==== Excerto do documento

No que se refere à realidade Portuguesa, Monteiro e Mata (2001) ao traçarem os perfis motivacionais para a leitura de alunos do 1º ciclo de escolaridade (1º ao 4º ano) obtiveram resultados não totalmente consonantes com os das investigações anteriores. Assim, enquanto nas dimensões Prazer associado à leitura e Reconhecimento Social se replicaram os resultados dos referidos estudos, diminuindo ao longo da escolaridade, na dimensão Auto-conceito de Leitor verificou-se uma tendência inversa, com os alunos mais velhos a apresentarem autopercepções mais elevadas. Este aumento no Autoconceito de Leitor pode ser explicado pelo facto de, neste estudo, se terem incluído alunos muito contrastados em termos das suas competências em leitura. Entre os participantes nesta investigação estavam alunos no início da aprendizagem formal da leitura e, em termos de performance em leitura existe uma diferença real e evidente entre os alunos do 1º ano, que estão numa fase muito inicial da aprendizagem da leitura e os alunos do 3º ou 4º ano, que já dominam razoavelmente esta competência e são na maior parte dos casos, leitores fluentes.
Apesar de na maior parte dos estudos apresentados serem referidos dados relativos a anos de escolaridade bastante próximos, parece existir bastante concordância entre os seus resultados. De um modo geral quando são encontradas diferenças nas motivações para a leitura, entre os anos de escolaridade, estas vão no sentido de serem os alunos mais novos a evidenciarem valores motivacionais mais elevados.
Motivação para a leitura e género
O género tem-se mostrado como uma variável a considerar quando se procura compreender e caracterizar a motivação para a leitura. Os resultados das investigações nesta área têm evidenciado algumas diferenças consoante o género.

========
==== Dados de entrada

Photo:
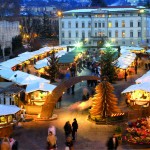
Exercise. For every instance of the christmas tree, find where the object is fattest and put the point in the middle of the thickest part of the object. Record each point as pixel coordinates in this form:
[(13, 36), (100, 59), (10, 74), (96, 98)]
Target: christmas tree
[(104, 102), (53, 66)]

========

** Tarefas obrigatórias **
a: Segundo o excerto, em que dimensão Monteiro e Mata (2001) verificaram uma tendência inversa à dos estudos anteriores?
b: Por favor, formate como lista numerada todas as linhas dos dados de entrada, sem as linhas em branco. Deixe a imagem de fora da resposta.

** Respostas por tarefa **
a: Na dimensão Auto-conceito de Leitor, com os alunos mais velhos a apresentarem autopercepções mais elevadas.

b:
1. Photo:
2. Exercise. For every instance of the christmas tree, find where the object is fattest and put the point in the middle of the thickest part of the object. Record each point as pixel coordinates in this form:
3. [(13, 36), (100, 59), (10, 74), (96, 98)]
4. Target: christmas tree
5. [(104, 102), (53, 66)]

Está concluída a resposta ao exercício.